> _Given request_
Only the lines from the one containing "Annotation task: put one keypoint on every instance of the plant" to the end of the entries should be written out, each exactly as it stands, both ends included.

> _Excerpted data_
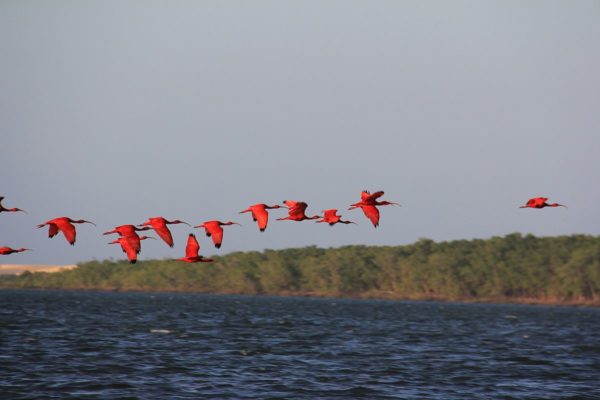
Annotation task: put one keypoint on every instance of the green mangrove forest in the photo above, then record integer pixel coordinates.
(513, 268)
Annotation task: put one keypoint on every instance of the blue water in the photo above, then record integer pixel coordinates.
(93, 345)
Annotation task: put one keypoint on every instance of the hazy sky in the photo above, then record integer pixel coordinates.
(115, 111)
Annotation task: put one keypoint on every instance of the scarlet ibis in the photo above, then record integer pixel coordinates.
(260, 215)
(213, 229)
(191, 251)
(2, 208)
(130, 233)
(159, 224)
(540, 202)
(65, 225)
(126, 230)
(127, 247)
(296, 211)
(330, 216)
(368, 203)
(7, 250)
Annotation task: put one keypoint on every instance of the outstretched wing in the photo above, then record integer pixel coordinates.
(372, 213)
(192, 247)
(68, 230)
(367, 197)
(52, 229)
(329, 214)
(165, 234)
(261, 216)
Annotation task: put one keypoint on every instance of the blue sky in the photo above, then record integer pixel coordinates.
(118, 111)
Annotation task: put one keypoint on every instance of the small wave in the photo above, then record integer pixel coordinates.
(162, 331)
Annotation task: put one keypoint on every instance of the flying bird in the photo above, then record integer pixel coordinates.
(127, 247)
(213, 229)
(159, 224)
(7, 250)
(64, 225)
(296, 211)
(2, 208)
(260, 215)
(330, 216)
(368, 203)
(191, 251)
(129, 232)
(540, 202)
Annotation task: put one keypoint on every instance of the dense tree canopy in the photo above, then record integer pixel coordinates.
(510, 268)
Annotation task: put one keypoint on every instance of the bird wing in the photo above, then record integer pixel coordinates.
(536, 201)
(372, 213)
(290, 203)
(129, 249)
(216, 232)
(329, 214)
(192, 247)
(52, 229)
(163, 231)
(134, 242)
(68, 229)
(262, 217)
(299, 208)
(367, 197)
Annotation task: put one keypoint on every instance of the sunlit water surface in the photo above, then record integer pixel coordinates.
(85, 345)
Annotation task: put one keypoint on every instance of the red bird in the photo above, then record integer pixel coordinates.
(368, 203)
(65, 225)
(2, 208)
(159, 224)
(130, 233)
(127, 247)
(213, 229)
(191, 251)
(296, 211)
(540, 202)
(330, 216)
(7, 250)
(260, 215)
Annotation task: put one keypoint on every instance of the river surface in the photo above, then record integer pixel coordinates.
(101, 345)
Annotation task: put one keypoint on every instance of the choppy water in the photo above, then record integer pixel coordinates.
(84, 345)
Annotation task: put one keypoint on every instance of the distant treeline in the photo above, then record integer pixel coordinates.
(563, 269)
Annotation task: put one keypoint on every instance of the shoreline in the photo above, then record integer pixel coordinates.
(357, 296)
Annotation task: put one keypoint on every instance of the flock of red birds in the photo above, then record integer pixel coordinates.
(130, 241)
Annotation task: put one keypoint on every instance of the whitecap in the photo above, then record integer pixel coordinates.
(163, 331)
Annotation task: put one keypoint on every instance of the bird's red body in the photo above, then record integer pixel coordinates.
(330, 216)
(3, 209)
(64, 225)
(129, 232)
(260, 215)
(540, 202)
(213, 229)
(159, 224)
(7, 250)
(191, 251)
(297, 211)
(368, 203)
(128, 248)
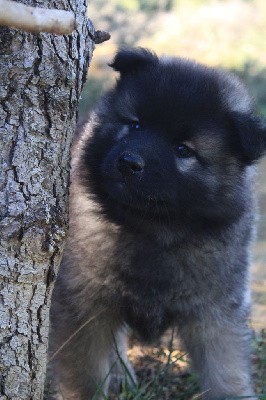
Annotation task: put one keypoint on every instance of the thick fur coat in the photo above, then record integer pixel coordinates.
(161, 222)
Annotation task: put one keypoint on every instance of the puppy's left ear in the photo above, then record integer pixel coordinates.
(132, 59)
(252, 135)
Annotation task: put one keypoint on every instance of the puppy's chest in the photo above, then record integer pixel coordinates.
(155, 286)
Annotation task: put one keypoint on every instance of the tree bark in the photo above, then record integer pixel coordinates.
(41, 80)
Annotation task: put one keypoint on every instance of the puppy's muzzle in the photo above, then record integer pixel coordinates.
(130, 164)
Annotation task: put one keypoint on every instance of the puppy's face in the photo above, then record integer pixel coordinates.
(172, 142)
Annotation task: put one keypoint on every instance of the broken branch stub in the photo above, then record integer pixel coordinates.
(35, 19)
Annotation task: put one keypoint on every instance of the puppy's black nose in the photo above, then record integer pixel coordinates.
(129, 164)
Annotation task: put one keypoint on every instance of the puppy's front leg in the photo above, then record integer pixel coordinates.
(220, 355)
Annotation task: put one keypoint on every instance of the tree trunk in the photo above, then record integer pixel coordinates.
(40, 84)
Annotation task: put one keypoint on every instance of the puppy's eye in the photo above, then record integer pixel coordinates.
(135, 125)
(183, 151)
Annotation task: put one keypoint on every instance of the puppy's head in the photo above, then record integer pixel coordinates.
(172, 142)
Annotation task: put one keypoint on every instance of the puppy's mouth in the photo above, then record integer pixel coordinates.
(131, 195)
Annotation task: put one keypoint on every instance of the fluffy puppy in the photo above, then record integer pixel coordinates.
(161, 222)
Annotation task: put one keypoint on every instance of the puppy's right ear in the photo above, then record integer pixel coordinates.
(132, 59)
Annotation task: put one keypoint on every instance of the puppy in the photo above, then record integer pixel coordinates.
(162, 217)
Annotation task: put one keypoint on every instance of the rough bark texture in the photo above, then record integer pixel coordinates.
(40, 84)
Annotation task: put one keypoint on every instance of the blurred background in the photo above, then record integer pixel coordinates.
(225, 33)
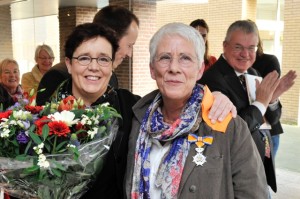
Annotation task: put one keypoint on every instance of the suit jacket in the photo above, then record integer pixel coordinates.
(5, 99)
(265, 64)
(222, 77)
(232, 158)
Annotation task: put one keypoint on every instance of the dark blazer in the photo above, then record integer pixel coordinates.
(54, 77)
(233, 168)
(109, 183)
(265, 64)
(222, 77)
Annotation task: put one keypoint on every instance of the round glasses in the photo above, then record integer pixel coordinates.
(86, 60)
(165, 60)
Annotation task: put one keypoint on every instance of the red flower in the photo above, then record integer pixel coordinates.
(33, 109)
(40, 123)
(59, 128)
(5, 114)
(66, 104)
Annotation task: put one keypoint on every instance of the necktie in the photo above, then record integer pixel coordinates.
(243, 81)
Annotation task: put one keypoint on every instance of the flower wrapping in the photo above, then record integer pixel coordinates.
(56, 150)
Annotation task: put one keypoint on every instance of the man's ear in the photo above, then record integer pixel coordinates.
(68, 64)
(201, 70)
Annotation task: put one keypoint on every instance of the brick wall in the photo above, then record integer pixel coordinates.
(5, 33)
(291, 60)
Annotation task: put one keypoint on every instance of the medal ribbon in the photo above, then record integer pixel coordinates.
(199, 140)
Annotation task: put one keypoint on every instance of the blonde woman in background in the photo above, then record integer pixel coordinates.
(202, 27)
(10, 88)
(44, 58)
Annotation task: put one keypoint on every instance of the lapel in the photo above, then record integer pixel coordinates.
(188, 168)
(231, 79)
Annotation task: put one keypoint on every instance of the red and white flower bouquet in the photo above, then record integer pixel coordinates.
(53, 151)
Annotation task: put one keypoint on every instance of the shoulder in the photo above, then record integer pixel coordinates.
(27, 76)
(124, 93)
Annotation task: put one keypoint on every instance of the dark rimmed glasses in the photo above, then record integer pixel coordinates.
(86, 60)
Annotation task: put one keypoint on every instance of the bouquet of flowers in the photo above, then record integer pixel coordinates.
(53, 151)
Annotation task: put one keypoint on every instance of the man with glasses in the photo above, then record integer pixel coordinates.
(239, 53)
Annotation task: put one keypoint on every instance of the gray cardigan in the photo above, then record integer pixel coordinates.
(233, 169)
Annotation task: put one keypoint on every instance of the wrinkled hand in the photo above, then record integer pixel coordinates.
(221, 107)
(286, 82)
(265, 89)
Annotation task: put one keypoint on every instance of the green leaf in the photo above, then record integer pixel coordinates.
(45, 131)
(56, 172)
(28, 147)
(59, 166)
(32, 169)
(22, 157)
(35, 138)
(58, 147)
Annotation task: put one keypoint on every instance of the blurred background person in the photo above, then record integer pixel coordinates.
(44, 58)
(202, 27)
(10, 88)
(264, 64)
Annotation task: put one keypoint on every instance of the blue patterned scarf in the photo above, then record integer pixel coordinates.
(172, 164)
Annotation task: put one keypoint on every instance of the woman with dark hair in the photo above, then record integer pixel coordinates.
(202, 27)
(10, 88)
(125, 25)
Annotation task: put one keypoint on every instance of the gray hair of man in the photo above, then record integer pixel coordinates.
(187, 32)
(247, 26)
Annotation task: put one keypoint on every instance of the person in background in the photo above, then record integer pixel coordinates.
(174, 150)
(44, 58)
(118, 18)
(239, 54)
(264, 64)
(10, 88)
(202, 27)
(90, 52)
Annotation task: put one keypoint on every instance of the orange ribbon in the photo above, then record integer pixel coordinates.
(199, 140)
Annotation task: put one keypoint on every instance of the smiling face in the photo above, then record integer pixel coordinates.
(10, 77)
(126, 44)
(44, 61)
(90, 82)
(177, 79)
(240, 51)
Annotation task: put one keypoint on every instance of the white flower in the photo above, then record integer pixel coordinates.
(64, 116)
(71, 146)
(93, 132)
(20, 124)
(39, 149)
(5, 133)
(42, 162)
(42, 158)
(41, 146)
(105, 104)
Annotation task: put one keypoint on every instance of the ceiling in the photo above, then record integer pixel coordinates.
(22, 9)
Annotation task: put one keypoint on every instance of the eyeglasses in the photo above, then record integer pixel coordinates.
(165, 60)
(239, 48)
(46, 58)
(204, 35)
(86, 60)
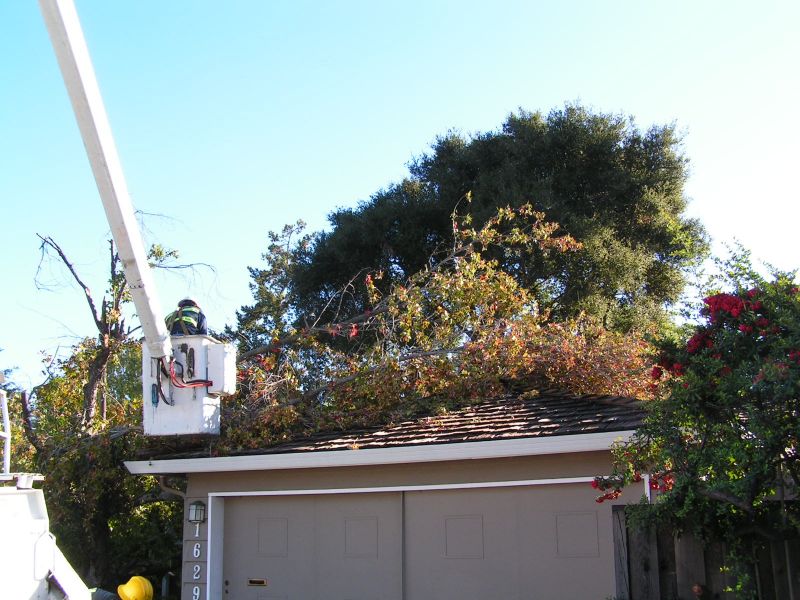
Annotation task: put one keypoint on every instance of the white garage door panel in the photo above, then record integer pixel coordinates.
(536, 542)
(460, 545)
(326, 547)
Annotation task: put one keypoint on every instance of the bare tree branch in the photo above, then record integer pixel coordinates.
(27, 422)
(49, 242)
(373, 369)
(311, 331)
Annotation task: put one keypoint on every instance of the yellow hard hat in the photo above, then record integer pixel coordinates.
(137, 588)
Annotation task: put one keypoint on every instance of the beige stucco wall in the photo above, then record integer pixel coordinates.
(466, 471)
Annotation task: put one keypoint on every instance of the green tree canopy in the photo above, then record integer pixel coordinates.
(450, 334)
(616, 189)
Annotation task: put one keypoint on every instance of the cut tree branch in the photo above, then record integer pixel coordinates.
(50, 242)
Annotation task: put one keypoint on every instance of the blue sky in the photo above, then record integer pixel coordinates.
(235, 118)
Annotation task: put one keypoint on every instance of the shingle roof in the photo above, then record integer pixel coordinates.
(548, 413)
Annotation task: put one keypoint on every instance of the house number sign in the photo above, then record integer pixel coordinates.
(195, 564)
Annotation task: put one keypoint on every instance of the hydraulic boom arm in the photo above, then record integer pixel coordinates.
(69, 44)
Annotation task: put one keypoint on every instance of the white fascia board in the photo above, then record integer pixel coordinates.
(585, 442)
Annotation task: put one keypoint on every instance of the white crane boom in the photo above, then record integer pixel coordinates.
(69, 44)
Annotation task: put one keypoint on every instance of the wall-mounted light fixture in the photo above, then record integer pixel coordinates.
(197, 512)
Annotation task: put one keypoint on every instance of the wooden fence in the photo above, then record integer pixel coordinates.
(657, 565)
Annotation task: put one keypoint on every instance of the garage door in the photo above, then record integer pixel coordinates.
(532, 542)
(536, 542)
(326, 547)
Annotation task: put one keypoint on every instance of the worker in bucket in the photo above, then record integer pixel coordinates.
(188, 319)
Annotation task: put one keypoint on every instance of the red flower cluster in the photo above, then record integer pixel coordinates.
(724, 303)
(699, 340)
(610, 495)
(662, 483)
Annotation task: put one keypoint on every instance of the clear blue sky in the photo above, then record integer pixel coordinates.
(234, 118)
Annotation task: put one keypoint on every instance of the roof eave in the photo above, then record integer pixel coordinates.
(531, 446)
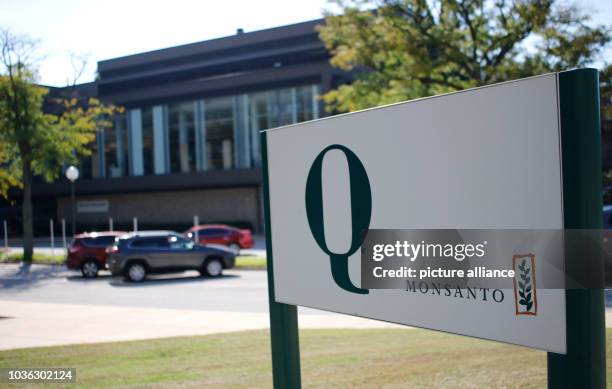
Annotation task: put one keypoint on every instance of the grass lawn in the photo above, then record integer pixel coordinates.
(382, 358)
(250, 263)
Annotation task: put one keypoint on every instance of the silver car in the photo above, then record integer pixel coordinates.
(137, 254)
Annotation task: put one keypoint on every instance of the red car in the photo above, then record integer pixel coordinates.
(221, 234)
(87, 252)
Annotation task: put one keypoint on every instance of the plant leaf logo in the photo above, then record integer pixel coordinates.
(525, 296)
(361, 211)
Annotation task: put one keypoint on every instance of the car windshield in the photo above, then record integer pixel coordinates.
(178, 242)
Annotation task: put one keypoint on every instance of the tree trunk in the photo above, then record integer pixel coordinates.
(28, 230)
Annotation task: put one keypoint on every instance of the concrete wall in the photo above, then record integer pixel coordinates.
(176, 207)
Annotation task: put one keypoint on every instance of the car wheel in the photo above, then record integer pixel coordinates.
(136, 272)
(89, 269)
(213, 267)
(235, 247)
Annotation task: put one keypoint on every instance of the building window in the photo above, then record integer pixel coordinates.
(181, 126)
(306, 103)
(147, 141)
(115, 146)
(219, 133)
(282, 107)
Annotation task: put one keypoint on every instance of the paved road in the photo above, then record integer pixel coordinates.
(48, 305)
(240, 291)
(43, 246)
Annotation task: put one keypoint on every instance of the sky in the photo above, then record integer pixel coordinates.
(104, 29)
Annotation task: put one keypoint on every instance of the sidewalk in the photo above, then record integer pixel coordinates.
(26, 324)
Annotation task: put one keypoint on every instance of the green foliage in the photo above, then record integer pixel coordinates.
(406, 49)
(47, 140)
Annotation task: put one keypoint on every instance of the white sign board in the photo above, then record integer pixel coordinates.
(487, 158)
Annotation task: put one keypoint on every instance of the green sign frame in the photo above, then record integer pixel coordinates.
(584, 365)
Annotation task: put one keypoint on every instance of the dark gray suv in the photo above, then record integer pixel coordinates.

> _Solution to the problem_
Annotation task: put one keypoint on every instance of the plant leaf logo in the photo above, then record integer pixel coordinates.
(525, 296)
(361, 211)
Annotation task: put one keypoint on every instance of the car windshield in the photo above, then record integer pixel coordinates.
(178, 242)
Annotation task: put one keypoint on every instance of the tree trunk in the photo above, then record integer pixel coordinates.
(28, 230)
Annotation task: put one keypoint on every instance of the concrete wall in the photo above, then record integer pixel coordinates.
(176, 207)
Annotation task: put one keypoint on every instance of the car wheel in the photo above, then record integer pixel coordinates.
(136, 272)
(89, 269)
(213, 267)
(235, 247)
Annotation task: put one keypoint on every instance of the building window in the photo above, then record integer pixel coordinates.
(181, 126)
(306, 103)
(147, 141)
(115, 146)
(219, 133)
(282, 107)
Annotation task: put one keypoint on every instance of the paved road in the photo above, then record integer pixel coordinates.
(48, 305)
(240, 291)
(43, 246)
Annotation task: put one keypoint on every instance of the sky in the photo above, then record integer pixel coordinates.
(104, 29)
Annotation task: put one keypoint on every instance of the sidewalk in the photo above, then record integer pixel coordinates.
(26, 324)
Annotation task: put one keypoint on every instance of the green foliage in the photo above, then record integer pixel coordinates.
(406, 49)
(47, 140)
Annotation task: put one keypoint on every instance of the white sign board in the photo above, then record integer pixel coordinates.
(487, 158)
Annotation task: put one keypoint on every instance of the green sign frame in the photo above, then record integer pixel coordinates.
(584, 365)
Annotation task: put one keypoint on every instance of the dark gray suv in the photo above, then record integer pixel coordinates.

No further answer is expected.